** Task a **
In the interview on touring finances, how large is the current shortfall for the European tour?

** Page extract **
════════════════

B - It’s simple arithmetic. We got pay the band, bus, road crew, drives, air fares, and yada yada yada. And the outgoings excess the incomings. On the American tour, to the tune of $100,000 dollars.
E - Who picks up that?
B - What happens is that the record company puts up tour support. In the case of CMC, they stumped up $100,000 dollars, but they deducted it from my record deal, or at part of it anyhow. They would put up some of it. In Europe, we have a short fall, at the moment, round about $60,000 dollars and I have to pay for that.
E - That stinks!
B - Yea, That’s just the way it is. If we sell out some of the shows and sell sh*t loads of T-shirts, maybe we can slash that by three quarters, but at the moment we are looking at $60,000 dollars plus.
E - If I was to join Iron Maiden back in 1987 or 1988. How much would someone make per show, per month?
B - That’s very difficult to say, because we weren’t actually paid on that basis. Basically, what happens is you do the tour and you do the albums and at the end of the whole deal, what’s left over at the end of the year is just divvied up.
E - So it’s not as glamorous as it seems. The Rolling Stones make $80 billion a show...
B - (laughs) Forget it. Forget that sh*t. Maiden, is a hard working band and we spent a lot of money on our productions and sometimes we spend so much money that we ended at the end of the tour people have made a decent living out of it, but nobody was like millionaires or bullsh*t like that.
E - From all of the royalties and money you’ve made from Maiden, are you financially set?

════════════════

[Image point annotation entries]

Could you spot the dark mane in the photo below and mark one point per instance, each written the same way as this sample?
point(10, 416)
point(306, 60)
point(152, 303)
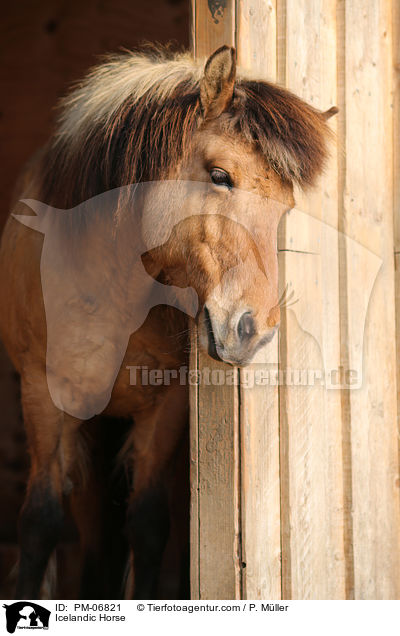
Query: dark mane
point(142, 138)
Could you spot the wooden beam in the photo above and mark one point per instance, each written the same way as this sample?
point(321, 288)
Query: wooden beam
point(368, 218)
point(215, 508)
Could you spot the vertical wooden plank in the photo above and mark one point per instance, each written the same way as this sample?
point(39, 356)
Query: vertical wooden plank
point(214, 25)
point(368, 217)
point(216, 550)
point(311, 436)
point(260, 493)
point(396, 182)
point(256, 37)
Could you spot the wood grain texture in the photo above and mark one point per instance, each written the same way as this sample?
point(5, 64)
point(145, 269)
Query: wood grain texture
point(368, 218)
point(214, 25)
point(318, 468)
point(216, 568)
point(259, 407)
point(311, 439)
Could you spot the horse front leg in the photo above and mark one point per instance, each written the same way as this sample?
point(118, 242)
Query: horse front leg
point(51, 438)
point(153, 443)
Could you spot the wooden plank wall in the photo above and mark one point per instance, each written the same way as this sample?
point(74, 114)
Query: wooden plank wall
point(295, 489)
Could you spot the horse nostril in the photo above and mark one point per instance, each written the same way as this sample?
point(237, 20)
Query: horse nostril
point(246, 327)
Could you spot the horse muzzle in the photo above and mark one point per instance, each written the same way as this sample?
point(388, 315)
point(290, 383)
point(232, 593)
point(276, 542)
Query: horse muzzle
point(234, 340)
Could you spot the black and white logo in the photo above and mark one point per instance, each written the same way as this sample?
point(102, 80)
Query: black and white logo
point(26, 615)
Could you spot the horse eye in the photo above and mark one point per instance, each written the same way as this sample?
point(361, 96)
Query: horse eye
point(221, 178)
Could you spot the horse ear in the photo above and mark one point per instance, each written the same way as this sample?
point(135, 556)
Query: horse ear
point(329, 113)
point(216, 87)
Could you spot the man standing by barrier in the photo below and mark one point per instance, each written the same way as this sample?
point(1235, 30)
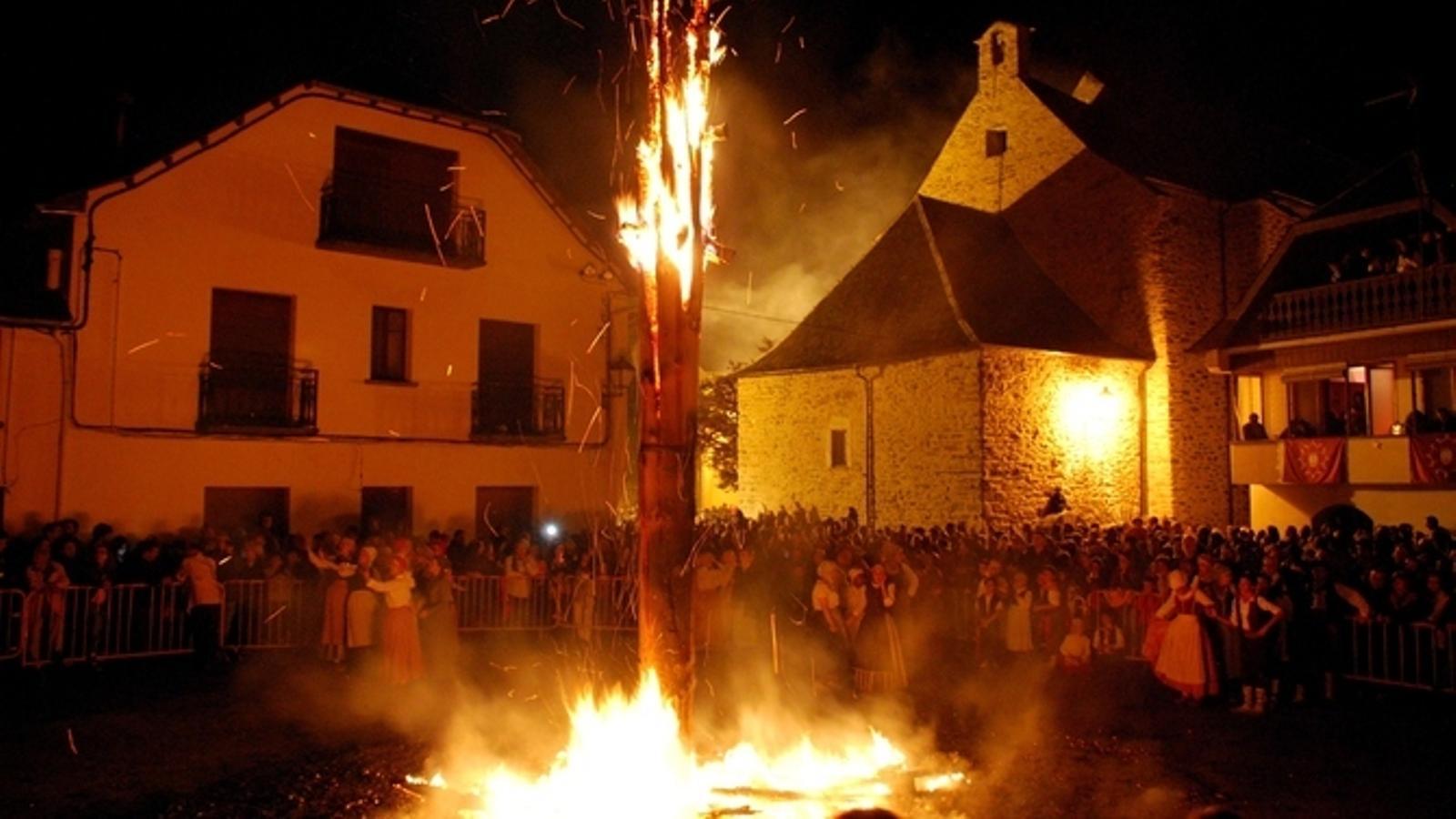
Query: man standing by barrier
point(204, 601)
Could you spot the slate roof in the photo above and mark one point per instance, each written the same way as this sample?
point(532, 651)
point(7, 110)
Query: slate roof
point(936, 266)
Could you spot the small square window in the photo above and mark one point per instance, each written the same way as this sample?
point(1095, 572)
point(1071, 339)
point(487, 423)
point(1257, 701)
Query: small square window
point(995, 142)
point(839, 448)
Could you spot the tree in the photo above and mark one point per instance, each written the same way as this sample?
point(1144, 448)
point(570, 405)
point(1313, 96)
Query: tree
point(718, 421)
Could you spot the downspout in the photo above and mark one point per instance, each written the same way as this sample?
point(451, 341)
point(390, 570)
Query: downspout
point(870, 439)
point(1142, 440)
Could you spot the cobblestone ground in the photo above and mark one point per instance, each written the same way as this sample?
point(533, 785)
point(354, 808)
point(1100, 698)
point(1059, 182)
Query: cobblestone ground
point(278, 736)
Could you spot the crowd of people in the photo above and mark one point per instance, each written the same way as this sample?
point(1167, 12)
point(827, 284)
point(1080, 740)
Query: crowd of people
point(1414, 251)
point(1228, 611)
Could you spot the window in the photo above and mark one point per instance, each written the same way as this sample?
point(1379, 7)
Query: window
point(839, 448)
point(386, 511)
point(390, 346)
point(995, 142)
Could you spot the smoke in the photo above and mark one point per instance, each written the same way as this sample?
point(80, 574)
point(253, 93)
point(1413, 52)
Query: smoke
point(801, 201)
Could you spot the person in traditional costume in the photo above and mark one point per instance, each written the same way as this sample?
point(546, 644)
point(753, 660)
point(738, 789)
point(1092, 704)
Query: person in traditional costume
point(1186, 658)
point(1252, 617)
point(880, 662)
point(334, 574)
point(361, 608)
point(439, 624)
point(1018, 617)
point(404, 661)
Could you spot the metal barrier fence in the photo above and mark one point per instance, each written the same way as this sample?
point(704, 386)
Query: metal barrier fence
point(1407, 654)
point(12, 614)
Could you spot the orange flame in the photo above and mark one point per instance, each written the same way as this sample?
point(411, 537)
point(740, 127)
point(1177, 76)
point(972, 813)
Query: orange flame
point(666, 223)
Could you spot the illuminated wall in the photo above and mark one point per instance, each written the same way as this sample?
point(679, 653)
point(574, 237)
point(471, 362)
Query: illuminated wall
point(245, 215)
point(1060, 420)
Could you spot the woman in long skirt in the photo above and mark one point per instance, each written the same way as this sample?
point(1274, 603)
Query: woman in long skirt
point(880, 662)
point(1186, 658)
point(437, 620)
point(334, 574)
point(404, 661)
point(361, 608)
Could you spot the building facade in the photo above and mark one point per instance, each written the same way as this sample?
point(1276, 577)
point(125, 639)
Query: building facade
point(1089, 237)
point(337, 308)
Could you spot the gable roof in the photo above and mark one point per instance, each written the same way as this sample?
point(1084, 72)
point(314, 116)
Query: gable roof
point(1390, 203)
point(1164, 137)
point(509, 142)
point(943, 278)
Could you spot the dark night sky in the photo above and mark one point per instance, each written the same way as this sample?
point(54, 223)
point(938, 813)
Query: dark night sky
point(883, 84)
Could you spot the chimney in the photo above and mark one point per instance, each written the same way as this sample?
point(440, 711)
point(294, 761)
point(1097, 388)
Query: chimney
point(1004, 53)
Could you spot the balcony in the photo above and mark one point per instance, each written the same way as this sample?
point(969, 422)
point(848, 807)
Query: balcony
point(1383, 300)
point(400, 219)
point(521, 411)
point(1369, 460)
point(257, 397)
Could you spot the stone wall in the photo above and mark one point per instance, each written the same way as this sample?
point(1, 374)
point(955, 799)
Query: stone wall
point(926, 440)
point(1060, 420)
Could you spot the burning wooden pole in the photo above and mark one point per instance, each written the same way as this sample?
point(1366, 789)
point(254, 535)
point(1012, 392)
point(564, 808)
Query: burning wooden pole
point(666, 225)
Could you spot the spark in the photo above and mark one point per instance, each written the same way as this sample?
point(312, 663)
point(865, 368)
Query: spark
point(590, 424)
point(562, 15)
point(298, 187)
point(434, 235)
point(601, 332)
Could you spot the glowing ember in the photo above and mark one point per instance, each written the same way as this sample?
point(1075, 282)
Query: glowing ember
point(666, 223)
point(626, 758)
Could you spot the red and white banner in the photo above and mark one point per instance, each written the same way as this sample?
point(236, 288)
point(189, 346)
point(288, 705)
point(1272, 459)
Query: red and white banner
point(1314, 460)
point(1433, 460)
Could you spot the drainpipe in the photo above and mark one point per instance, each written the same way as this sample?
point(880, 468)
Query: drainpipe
point(870, 438)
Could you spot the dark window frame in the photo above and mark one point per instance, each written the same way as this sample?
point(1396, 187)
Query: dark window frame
point(382, 369)
point(837, 448)
point(996, 142)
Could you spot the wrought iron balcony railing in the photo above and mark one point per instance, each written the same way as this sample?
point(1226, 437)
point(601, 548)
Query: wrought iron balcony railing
point(519, 410)
point(254, 394)
point(397, 217)
point(1366, 303)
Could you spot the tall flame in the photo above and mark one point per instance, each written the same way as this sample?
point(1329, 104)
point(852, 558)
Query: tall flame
point(666, 223)
point(626, 756)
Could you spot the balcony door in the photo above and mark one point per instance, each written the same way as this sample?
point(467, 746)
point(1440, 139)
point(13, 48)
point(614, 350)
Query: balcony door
point(251, 356)
point(383, 188)
point(507, 378)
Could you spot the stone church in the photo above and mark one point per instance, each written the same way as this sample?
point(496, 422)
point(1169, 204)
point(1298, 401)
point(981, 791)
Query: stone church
point(1028, 321)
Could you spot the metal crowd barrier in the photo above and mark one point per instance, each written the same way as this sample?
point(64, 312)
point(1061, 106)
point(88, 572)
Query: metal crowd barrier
point(1405, 654)
point(12, 614)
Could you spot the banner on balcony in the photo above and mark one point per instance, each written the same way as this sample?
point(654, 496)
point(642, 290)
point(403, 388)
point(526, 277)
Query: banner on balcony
point(1314, 460)
point(1433, 460)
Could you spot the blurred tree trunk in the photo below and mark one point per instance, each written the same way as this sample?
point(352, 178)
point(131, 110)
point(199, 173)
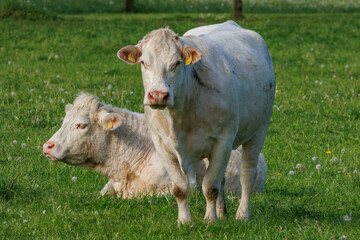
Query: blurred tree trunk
point(237, 9)
point(129, 5)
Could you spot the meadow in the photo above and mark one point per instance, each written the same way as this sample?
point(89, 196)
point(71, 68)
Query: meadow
point(312, 147)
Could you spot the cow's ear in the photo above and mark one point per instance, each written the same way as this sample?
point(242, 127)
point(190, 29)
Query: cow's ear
point(68, 107)
point(191, 55)
point(129, 54)
point(110, 121)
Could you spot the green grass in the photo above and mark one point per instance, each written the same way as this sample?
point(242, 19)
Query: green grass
point(45, 64)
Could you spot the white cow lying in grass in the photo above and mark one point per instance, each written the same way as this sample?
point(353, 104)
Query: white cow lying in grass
point(117, 143)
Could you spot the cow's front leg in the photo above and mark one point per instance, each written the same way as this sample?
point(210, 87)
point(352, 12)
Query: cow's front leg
point(220, 202)
point(180, 188)
point(213, 180)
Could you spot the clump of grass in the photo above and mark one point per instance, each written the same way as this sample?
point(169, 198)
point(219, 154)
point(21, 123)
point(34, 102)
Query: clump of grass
point(17, 10)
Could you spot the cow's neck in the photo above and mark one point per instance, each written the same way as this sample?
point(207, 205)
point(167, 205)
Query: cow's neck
point(130, 148)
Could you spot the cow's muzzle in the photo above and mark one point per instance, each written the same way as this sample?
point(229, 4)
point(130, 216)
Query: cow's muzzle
point(158, 99)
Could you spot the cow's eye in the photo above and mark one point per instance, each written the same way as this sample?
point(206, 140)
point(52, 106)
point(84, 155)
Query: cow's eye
point(81, 126)
point(176, 65)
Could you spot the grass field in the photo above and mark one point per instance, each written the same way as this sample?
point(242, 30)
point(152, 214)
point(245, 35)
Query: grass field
point(316, 120)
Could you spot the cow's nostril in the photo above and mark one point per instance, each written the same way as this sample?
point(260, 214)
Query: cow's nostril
point(166, 97)
point(50, 145)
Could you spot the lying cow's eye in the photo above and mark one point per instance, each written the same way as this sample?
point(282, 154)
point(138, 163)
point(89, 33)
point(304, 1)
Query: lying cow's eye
point(81, 126)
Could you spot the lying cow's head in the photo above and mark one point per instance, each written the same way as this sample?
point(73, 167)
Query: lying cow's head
point(163, 57)
point(82, 132)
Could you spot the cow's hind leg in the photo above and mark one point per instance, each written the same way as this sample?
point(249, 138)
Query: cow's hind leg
point(212, 181)
point(180, 188)
point(249, 160)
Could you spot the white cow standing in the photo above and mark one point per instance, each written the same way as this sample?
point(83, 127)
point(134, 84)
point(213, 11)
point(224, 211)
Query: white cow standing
point(206, 93)
point(117, 143)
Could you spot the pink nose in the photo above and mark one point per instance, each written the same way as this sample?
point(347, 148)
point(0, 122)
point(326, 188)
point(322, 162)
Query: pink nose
point(48, 147)
point(158, 97)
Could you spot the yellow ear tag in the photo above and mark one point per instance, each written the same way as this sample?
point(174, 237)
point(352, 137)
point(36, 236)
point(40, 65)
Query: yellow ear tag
point(109, 125)
point(131, 59)
point(189, 60)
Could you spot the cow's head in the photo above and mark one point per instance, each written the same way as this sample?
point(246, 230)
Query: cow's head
point(81, 135)
point(163, 57)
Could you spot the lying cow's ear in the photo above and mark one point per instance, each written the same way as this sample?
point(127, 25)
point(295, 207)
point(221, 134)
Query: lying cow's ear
point(191, 55)
point(68, 107)
point(129, 54)
point(111, 121)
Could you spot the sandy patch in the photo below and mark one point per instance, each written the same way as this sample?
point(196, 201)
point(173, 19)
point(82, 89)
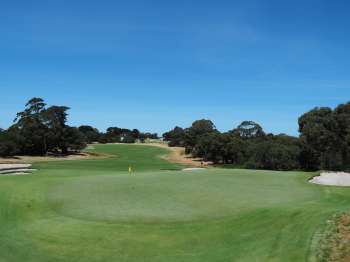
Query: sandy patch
point(35, 159)
point(177, 155)
point(15, 169)
point(332, 179)
point(193, 169)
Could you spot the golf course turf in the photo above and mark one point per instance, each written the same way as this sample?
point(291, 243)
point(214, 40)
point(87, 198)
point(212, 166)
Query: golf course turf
point(93, 210)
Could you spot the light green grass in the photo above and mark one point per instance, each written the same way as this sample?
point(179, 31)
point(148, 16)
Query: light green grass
point(92, 210)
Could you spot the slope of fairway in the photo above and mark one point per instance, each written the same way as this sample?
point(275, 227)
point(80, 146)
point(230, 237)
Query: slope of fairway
point(93, 210)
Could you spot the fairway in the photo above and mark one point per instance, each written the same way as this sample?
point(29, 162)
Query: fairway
point(94, 210)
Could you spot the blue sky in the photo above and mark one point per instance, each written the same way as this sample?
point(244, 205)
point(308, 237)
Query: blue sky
point(157, 64)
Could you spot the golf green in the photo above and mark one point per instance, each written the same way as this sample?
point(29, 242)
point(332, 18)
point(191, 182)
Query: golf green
point(94, 210)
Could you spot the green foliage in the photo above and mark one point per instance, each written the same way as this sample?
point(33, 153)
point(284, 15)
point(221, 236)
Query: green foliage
point(39, 129)
point(324, 135)
point(175, 137)
point(91, 134)
point(94, 211)
point(274, 154)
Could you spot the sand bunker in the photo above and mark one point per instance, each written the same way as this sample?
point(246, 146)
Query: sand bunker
point(15, 169)
point(332, 179)
point(192, 169)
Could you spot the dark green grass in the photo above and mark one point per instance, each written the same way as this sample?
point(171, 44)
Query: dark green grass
point(93, 210)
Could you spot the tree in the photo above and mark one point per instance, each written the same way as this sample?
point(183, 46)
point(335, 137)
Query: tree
point(72, 139)
point(234, 149)
point(197, 129)
point(210, 147)
point(8, 146)
point(249, 129)
point(31, 132)
point(273, 154)
point(321, 144)
point(175, 137)
point(91, 134)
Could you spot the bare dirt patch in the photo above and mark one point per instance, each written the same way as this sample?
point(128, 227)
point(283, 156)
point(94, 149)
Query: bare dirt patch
point(15, 169)
point(36, 159)
point(177, 155)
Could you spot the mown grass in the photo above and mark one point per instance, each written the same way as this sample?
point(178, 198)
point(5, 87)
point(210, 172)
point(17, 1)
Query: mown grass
point(93, 210)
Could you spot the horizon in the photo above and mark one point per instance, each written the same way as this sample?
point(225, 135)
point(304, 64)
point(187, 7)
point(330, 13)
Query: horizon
point(160, 65)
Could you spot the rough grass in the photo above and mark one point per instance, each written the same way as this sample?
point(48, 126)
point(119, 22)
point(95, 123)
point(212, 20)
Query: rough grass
point(93, 210)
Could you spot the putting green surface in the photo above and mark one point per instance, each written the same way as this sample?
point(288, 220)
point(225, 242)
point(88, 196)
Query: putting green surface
point(93, 210)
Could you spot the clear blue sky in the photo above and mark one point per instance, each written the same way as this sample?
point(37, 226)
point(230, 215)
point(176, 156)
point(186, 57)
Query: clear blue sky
point(157, 64)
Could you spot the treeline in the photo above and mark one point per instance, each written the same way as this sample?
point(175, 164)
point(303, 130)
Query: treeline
point(115, 135)
point(39, 130)
point(324, 143)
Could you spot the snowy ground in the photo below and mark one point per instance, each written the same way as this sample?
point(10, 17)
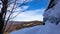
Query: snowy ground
point(46, 29)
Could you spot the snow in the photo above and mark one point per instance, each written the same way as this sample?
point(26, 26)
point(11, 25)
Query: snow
point(50, 27)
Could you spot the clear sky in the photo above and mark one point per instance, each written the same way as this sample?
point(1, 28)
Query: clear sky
point(35, 9)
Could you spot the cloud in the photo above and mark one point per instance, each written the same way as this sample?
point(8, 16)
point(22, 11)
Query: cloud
point(30, 15)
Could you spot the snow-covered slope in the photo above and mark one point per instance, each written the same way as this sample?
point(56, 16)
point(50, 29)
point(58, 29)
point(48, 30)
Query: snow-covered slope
point(50, 27)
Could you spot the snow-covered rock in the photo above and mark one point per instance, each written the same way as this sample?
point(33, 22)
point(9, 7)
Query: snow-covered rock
point(52, 16)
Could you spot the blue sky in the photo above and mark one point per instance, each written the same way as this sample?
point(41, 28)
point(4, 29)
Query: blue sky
point(34, 12)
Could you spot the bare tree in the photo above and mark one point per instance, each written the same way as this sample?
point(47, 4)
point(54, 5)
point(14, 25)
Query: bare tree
point(3, 13)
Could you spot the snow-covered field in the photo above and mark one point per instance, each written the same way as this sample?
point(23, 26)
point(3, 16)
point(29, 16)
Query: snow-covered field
point(50, 26)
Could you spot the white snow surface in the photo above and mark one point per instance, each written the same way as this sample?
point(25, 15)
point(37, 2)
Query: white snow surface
point(48, 28)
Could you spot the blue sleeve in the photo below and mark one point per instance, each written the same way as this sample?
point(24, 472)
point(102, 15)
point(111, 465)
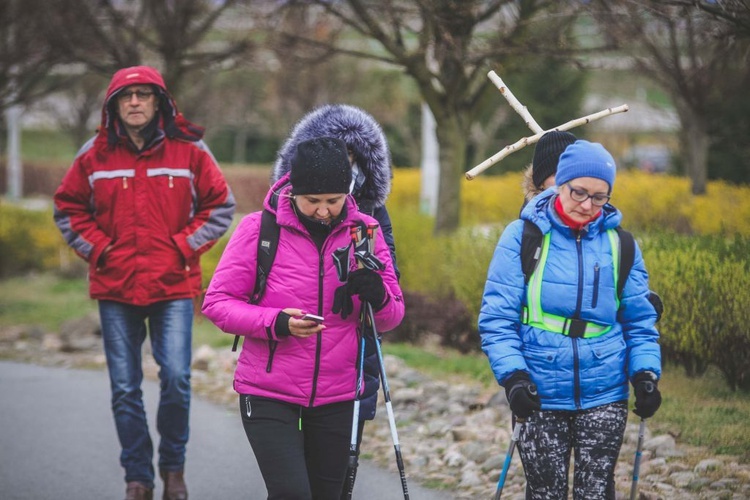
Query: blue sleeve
point(500, 313)
point(638, 319)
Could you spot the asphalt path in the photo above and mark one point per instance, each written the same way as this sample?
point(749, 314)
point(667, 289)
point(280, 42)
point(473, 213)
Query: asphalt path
point(58, 441)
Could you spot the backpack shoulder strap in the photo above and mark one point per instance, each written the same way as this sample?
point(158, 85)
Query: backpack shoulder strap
point(627, 257)
point(531, 248)
point(268, 242)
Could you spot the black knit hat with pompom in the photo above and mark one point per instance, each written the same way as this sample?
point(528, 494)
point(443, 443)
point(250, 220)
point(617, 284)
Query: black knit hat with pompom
point(547, 153)
point(321, 166)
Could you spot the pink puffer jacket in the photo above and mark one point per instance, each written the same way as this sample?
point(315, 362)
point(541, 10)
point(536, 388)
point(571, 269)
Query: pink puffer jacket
point(320, 369)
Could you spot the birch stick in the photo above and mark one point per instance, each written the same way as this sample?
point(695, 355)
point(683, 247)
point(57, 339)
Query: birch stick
point(525, 141)
point(515, 103)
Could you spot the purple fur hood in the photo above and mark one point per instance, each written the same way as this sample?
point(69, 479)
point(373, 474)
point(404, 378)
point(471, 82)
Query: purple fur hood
point(362, 134)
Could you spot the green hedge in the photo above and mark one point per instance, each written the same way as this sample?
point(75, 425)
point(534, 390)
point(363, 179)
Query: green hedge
point(704, 284)
point(703, 280)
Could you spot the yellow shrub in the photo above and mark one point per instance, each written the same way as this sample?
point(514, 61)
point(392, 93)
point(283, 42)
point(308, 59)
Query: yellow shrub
point(648, 202)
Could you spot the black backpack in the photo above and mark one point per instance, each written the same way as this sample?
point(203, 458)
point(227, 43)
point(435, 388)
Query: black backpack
point(531, 250)
point(268, 242)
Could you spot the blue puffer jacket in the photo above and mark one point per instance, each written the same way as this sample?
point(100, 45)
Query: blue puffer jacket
point(570, 373)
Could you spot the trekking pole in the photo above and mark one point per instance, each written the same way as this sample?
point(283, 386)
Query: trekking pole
point(639, 449)
point(371, 229)
point(351, 471)
point(637, 461)
point(509, 456)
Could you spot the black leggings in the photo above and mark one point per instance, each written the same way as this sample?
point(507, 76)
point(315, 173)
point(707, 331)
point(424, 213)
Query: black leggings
point(547, 439)
point(299, 464)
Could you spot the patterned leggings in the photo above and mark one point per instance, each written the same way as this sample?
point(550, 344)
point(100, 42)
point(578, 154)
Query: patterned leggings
point(547, 439)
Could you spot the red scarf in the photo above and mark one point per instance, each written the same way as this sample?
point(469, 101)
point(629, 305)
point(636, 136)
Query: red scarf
point(572, 224)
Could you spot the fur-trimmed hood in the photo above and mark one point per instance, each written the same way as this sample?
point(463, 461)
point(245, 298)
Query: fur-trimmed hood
point(362, 135)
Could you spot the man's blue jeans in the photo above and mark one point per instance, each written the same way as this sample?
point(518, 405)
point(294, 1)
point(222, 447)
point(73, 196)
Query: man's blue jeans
point(124, 331)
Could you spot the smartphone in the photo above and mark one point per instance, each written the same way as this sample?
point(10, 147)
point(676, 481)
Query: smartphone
point(313, 317)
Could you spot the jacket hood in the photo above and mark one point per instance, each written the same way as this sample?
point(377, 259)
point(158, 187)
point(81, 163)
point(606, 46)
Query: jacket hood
point(170, 119)
point(541, 211)
point(361, 133)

════════════════

** Task b **
Can you give the part of the records that opens with the line containing "Could you spot the patterned" and closes with the line containing "point(572, 224)" again, swapping "red scarf" for "green scarf" and leaving everything else unchanged?

** Solution a **
Around $60,000.

** Solution b **
Could you spot the patterned leggings in the photo above and mark one point per instance, each written the same way as this sample?
point(550, 344)
point(100, 42)
point(578, 154)
Query: patterned leggings
point(547, 439)
Could you spot the green scarf in the photo above and mark one point per instance, each written the same way as this sample?
point(469, 101)
point(629, 305)
point(636, 136)
Query: green scarf
point(572, 224)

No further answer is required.